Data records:
⟨
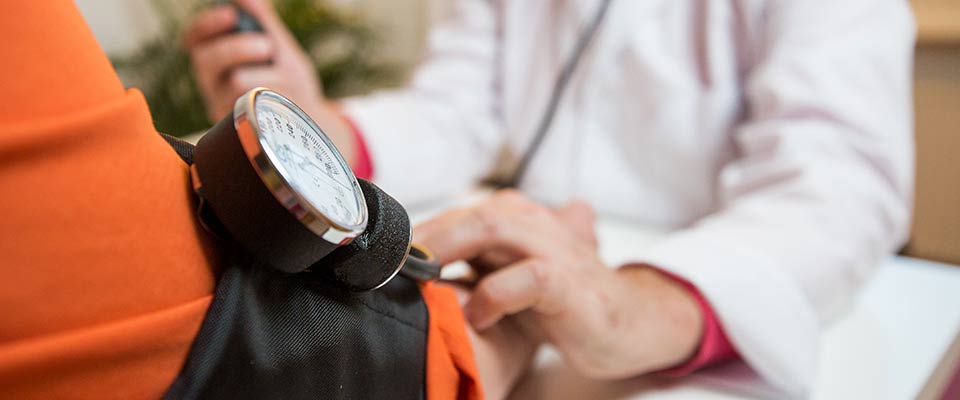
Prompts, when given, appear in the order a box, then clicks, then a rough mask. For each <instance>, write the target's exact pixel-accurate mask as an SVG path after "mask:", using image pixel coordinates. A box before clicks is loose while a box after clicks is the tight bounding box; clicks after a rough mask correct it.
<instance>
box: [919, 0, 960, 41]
mask: <svg viewBox="0 0 960 400" xmlns="http://www.w3.org/2000/svg"><path fill="white" fill-rule="evenodd" d="M912 5H913V10H914V14H915V15H916V17H917V25H918V28H919V29H918V37H917V39H918V41H919V42H920V43H921V44H951V43H953V44H957V43H960V1H958V0H914V1H913V2H912Z"/></svg>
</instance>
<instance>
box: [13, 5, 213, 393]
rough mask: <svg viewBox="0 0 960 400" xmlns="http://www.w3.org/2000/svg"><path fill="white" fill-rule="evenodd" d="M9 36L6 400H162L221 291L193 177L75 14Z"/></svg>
mask: <svg viewBox="0 0 960 400" xmlns="http://www.w3.org/2000/svg"><path fill="white" fill-rule="evenodd" d="M0 37H2V38H4V39H3V40H2V41H0V51H2V54H3V62H2V63H0V80H2V83H0V210H3V218H0V254H2V261H0V268H2V271H3V279H0V398H5V399H6V398H17V399H24V398H38V399H41V398H42V399H49V398H97V399H102V398H123V399H132V398H157V397H159V396H160V395H161V394H162V393H163V392H164V391H165V390H166V387H167V386H168V385H169V384H170V382H171V381H172V380H173V378H174V377H175V376H176V374H177V373H178V371H179V369H180V367H181V365H182V363H183V360H184V358H185V356H186V354H187V352H188V350H189V346H190V344H191V342H192V341H193V338H194V336H195V335H196V332H197V330H198V329H199V327H200V323H201V321H202V320H203V316H204V313H205V312H206V309H207V306H208V304H209V302H210V297H211V293H212V291H213V287H214V284H215V276H214V269H213V266H214V265H215V257H214V255H213V254H212V253H210V251H209V249H210V247H209V246H207V245H205V240H206V237H205V235H204V233H203V232H202V231H201V230H199V229H198V228H197V226H196V224H195V221H194V218H193V212H192V205H191V200H190V193H189V189H190V186H189V179H188V174H187V167H186V165H185V164H184V163H183V162H182V161H180V159H179V158H178V157H177V155H176V154H175V153H174V152H173V151H172V150H170V148H169V147H168V146H167V145H166V143H164V141H163V139H161V138H160V137H159V136H158V135H157V134H156V132H155V131H154V129H153V126H152V123H151V118H150V114H149V111H148V110H147V107H146V103H145V101H144V99H143V96H141V95H140V93H139V92H136V91H125V90H124V89H123V86H122V85H121V83H120V81H119V80H118V79H117V76H116V74H115V73H114V71H113V69H112V68H111V66H110V63H109V61H108V60H107V58H106V56H105V55H104V53H103V52H102V51H101V50H100V48H99V47H98V45H97V43H96V41H95V39H94V37H93V35H92V34H91V33H90V31H89V29H88V28H87V26H86V24H85V23H84V21H83V19H82V18H81V16H80V13H79V12H78V11H77V9H76V7H75V5H74V4H73V2H72V1H70V0H43V1H11V2H4V11H3V12H2V13H0Z"/></svg>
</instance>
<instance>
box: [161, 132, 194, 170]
mask: <svg viewBox="0 0 960 400" xmlns="http://www.w3.org/2000/svg"><path fill="white" fill-rule="evenodd" d="M160 137H162V138H163V140H166V141H167V144H169V145H170V147H172V148H173V151H175V152H177V155H178V156H180V159H181V160H183V162H185V163H187V165H192V164H193V150H194V147H193V144H191V143H190V142H188V141H186V140H183V139H180V138H178V137H176V136H170V135H168V134H166V133H161V134H160Z"/></svg>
⟩
Exercise details => Once the pictures are removed, reproduce the remaining entries above exactly.

Exercise response =>
Prompts, when given, appear in the order a box, then clicks, then a rough mask. For each <instance>, write the target's exact pixel-accurate mask as an SVG path after "mask:", using image pixel coordinates. A box before clicks is loose while a box after clicks is the tight bounding box; clicks after a rough mask correct it.
<instance>
box: [919, 0, 960, 41]
mask: <svg viewBox="0 0 960 400" xmlns="http://www.w3.org/2000/svg"><path fill="white" fill-rule="evenodd" d="M912 5H913V10H914V14H915V15H916V17H917V25H918V28H919V29H918V37H917V39H918V41H919V42H920V43H921V44H951V43H953V44H957V43H960V1H958V0H914V1H913V2H912Z"/></svg>
</instance>
<instance>
box: [13, 5, 213, 393]
rough mask: <svg viewBox="0 0 960 400" xmlns="http://www.w3.org/2000/svg"><path fill="white" fill-rule="evenodd" d="M9 36L6 400H162L221 291L193 177L75 14Z"/></svg>
mask: <svg viewBox="0 0 960 400" xmlns="http://www.w3.org/2000/svg"><path fill="white" fill-rule="evenodd" d="M0 37H2V38H4V39H3V40H2V41H0V51H2V54H3V62H2V63H0V80H2V83H0V210H3V218H0V254H2V261H0V268H2V271H3V279H0V398H5V399H6V398H17V399H24V398H38V399H41V398H42V399H49V398H97V399H102V398H123V399H132V398H157V397H159V396H160V395H161V394H162V393H163V392H164V391H165V390H166V387H167V386H168V385H169V384H170V382H171V381H172V380H173V378H174V377H175V376H176V374H177V373H178V371H179V369H180V367H181V365H182V363H183V360H184V358H185V356H186V354H187V352H188V350H189V346H190V344H191V342H192V341H193V338H194V336H195V335H196V332H197V330H198V329H199V327H200V323H201V321H202V320H203V316H204V313H205V312H206V309H207V306H208V304H209V302H210V297H211V293H212V291H213V287H214V284H215V276H214V269H213V266H214V265H215V257H214V255H213V254H212V253H210V251H209V249H210V247H209V246H207V245H205V240H206V237H205V235H204V233H203V232H202V231H201V230H199V229H198V228H197V226H196V224H195V221H194V218H193V212H192V205H191V200H190V193H189V189H190V186H189V179H188V174H187V167H186V165H185V164H184V163H183V162H182V161H180V159H179V158H178V157H177V155H176V154H175V153H174V152H173V151H172V150H170V148H169V147H168V146H167V145H166V143H164V141H163V139H161V138H160V137H159V136H158V135H157V134H156V132H155V131H154V129H153V126H152V123H151V118H150V114H149V111H148V110H147V107H146V103H145V101H144V99H143V96H141V95H140V93H139V92H136V91H125V90H124V89H123V86H122V85H121V83H120V81H119V80H118V79H117V76H116V74H115V73H114V71H113V69H112V68H111V66H110V63H109V61H108V60H107V58H106V56H105V55H104V53H103V52H102V51H101V50H100V48H99V47H98V45H97V43H96V41H95V39H94V37H93V35H92V34H91V33H90V31H89V29H88V28H87V26H86V24H85V23H84V21H83V19H82V18H81V16H80V13H79V12H78V11H77V9H76V7H75V5H74V4H73V2H72V1H70V0H43V1H11V2H4V11H3V12H2V13H0Z"/></svg>
</instance>
<instance>
box: [161, 132, 194, 170]
mask: <svg viewBox="0 0 960 400" xmlns="http://www.w3.org/2000/svg"><path fill="white" fill-rule="evenodd" d="M160 137H162V138H163V140H166V141H167V144H169V145H170V147H172V148H173V151H175V152H177V155H178V156H180V159H181V160H183V162H185V163H187V165H192V164H193V150H194V147H193V144H191V143H190V142H188V141H186V140H183V139H180V138H178V137H176V136H170V135H168V134H166V133H161V134H160Z"/></svg>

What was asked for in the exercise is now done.